**What you are asked to do**
Take the line that contains "of the concrete" and each line after it in the material below, and transcribe them exactly, stopping at the end.

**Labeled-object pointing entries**
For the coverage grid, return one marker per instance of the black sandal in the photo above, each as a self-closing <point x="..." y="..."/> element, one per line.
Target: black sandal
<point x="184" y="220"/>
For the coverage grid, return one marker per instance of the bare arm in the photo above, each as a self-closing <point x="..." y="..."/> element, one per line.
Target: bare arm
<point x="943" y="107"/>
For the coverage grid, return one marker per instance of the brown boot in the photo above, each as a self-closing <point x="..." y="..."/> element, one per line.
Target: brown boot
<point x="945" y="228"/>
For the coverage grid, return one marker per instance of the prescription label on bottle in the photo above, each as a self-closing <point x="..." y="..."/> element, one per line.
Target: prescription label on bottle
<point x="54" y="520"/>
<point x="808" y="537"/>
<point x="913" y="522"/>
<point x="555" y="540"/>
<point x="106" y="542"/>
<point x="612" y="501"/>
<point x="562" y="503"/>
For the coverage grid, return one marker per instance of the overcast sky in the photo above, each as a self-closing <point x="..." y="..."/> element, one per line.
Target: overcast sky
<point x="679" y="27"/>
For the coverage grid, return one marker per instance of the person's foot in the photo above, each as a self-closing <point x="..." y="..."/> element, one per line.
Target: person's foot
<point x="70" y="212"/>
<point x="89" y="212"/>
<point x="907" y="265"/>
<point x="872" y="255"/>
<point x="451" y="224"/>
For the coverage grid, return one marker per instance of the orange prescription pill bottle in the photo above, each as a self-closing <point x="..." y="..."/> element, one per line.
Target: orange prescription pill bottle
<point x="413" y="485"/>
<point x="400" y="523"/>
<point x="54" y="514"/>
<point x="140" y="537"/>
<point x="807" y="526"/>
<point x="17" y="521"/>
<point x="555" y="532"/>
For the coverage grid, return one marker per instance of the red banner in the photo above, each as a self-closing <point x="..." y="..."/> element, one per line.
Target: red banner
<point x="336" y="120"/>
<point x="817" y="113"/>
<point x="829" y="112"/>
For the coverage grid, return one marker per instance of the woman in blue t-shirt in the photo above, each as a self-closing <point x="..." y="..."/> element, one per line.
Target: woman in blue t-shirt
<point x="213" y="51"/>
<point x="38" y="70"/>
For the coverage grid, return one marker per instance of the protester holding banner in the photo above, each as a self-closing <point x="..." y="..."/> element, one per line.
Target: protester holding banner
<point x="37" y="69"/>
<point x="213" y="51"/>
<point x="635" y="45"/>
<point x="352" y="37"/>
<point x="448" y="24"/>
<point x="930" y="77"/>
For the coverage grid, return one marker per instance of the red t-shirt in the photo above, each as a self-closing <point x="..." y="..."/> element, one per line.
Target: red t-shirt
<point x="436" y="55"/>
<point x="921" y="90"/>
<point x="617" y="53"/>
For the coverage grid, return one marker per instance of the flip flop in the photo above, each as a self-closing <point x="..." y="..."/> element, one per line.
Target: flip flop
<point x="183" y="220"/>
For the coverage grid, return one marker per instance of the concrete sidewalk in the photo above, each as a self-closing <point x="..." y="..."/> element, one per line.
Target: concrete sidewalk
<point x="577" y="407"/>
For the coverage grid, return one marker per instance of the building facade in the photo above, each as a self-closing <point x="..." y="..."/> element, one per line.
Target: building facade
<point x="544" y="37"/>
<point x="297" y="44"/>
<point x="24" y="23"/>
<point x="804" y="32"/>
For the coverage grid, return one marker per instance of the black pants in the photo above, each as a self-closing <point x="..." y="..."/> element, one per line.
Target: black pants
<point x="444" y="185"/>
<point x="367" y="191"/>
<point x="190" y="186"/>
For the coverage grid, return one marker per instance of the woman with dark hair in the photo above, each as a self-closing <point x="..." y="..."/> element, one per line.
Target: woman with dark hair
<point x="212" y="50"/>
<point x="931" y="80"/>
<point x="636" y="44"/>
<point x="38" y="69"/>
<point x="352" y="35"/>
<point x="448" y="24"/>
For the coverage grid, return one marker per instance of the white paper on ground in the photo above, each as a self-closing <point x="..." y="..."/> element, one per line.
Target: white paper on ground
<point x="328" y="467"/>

**Finished exercise**
For the coverage grid, return one marker per instance of the concrete sidewalk in the photo above, each as a self-closing <point x="..." y="..."/> element, one per line.
Target: concrete sidewalk
<point x="577" y="407"/>
For the coverage grid, return one marker per instance of the building facade in the photo above, each as a self-closing <point x="..." y="..."/> element, one per line.
Target: building facade
<point x="544" y="37"/>
<point x="297" y="44"/>
<point x="24" y="23"/>
<point x="804" y="32"/>
For the coverage grid, return one marker per instance of the black pants in the photo above, each as a self-closing <point x="..." y="..."/> element, one per line.
Target: black pants
<point x="444" y="185"/>
<point x="367" y="191"/>
<point x="190" y="186"/>
For the coverage grid, return one marker per instance of the woman with dark hair in the photo above, each as a self-closing <point x="..." y="..."/> element, one per line.
Target: woman with dark hair
<point x="212" y="50"/>
<point x="931" y="80"/>
<point x="636" y="44"/>
<point x="38" y="69"/>
<point x="352" y="35"/>
<point x="448" y="24"/>
For the coverage grid, return one marker per instance of the white paper on ground in the photo above, each as a self-closing <point x="..." y="..."/> element, one per line.
Target: white paper on ground
<point x="328" y="467"/>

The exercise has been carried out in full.